- OBJECTIVES -
[1] Answer these questions from the Manoj G. Tirodkar article:
(a) What was the name of the Marathi-medium school he attended?
(b) What rank did he hold on the Forbes list of India's Richest in 2010?
(c) In what year did he found the Global Group?
[2] Can you reproduce the Manoj G. Tirodkar article word for word, from "- Education: SSC" up to and including "Global Group Enterprises."?

- ARTICLE -
◇ ◇ ◇ ◇

- Born: 5 October 1964 (age 61) Mumbai, India (now Mumbai)
- Education: SSC from a Marathi-medium school.
- Occupations: Chairman & Managing Director
- Parent(s): Mr. Gajanan Raghunath Tirodkar Mrs. Snehalata Tirodkar

= Manoj G. Tirodkar =

Indian entrepreneur (born 1964)

Manoj G. Tirodkar (born 5 October 1964) is an Indian entrepreneur. He is the founder of the Global Group Enterprises.

Brought up in Mumbai, India, Tirodkar opted out of college to start his own business in the name "Global" (not to be confused with the British "Global Group").

In 2010, Manoj Tirodkar was placed 74th on Forbes list of India's Richest. He is also recipient of several awards and recognitions for his contribution to the telecom industry. He was the first Indian to win the prestigious "World Young Business Achiever Award 2000" (WYBA) presented by Worldcom Group In 2016–17, Manoj Tirodkar was featured in The Economic Times, "Most Promising Business Leaders of Asia".

==Early life==
Tirodkar was born on 5 October 1964 Mumbai, India to Mr. Gajanan Raghunath Tirodkar and Mrs. Snehalata Tirodkar. Hailing originally from the Sindhudurg region of Maharashtra, India, Tirodkar grew up in a middle-class family. His early education was in a Marathi medium school, Chikitsak Vidyalaya, Girgaum, Mumbai. He didn't follow through with college, instead straight after school he went to Germany as management trainee to explore job opportunities.

==Career==
At 17, (1981) Manoj Tirodkar started his business career by assisting his father in his shipping agency business. He left that, and founded the Global Group in 1985. It was initially a single subscriber end telecom equipment company which over the years has become Global Group that offers telecom Infrastructure and network services to the Telecom Sector.

◇ ◇ ◇ ◇

- COLLECTED DATA -
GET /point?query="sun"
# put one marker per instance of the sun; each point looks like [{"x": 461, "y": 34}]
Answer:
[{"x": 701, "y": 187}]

◇ ◇ ◇ ◇

- ANSWERS -
[1]
(a) Chikitsak Vidyalaya, Girgaum, Mumbai
(b) 74th
(c) 1985

[2]
- Education: SSC from a Marathi-medium school.
- Occupations: Chairman & Managing Director
- Parent(s): Mr. Gajanan Raghunath Tirodkar Mrs. Snehalata Tirodkar

= Manoj G. Tirodkar =

Indian entrepreneur (born 1964)

Manoj G. Tirodkar (born 5 October 1964) is an Indian entrepreneur. He is the founder of the Global Group Enterprises.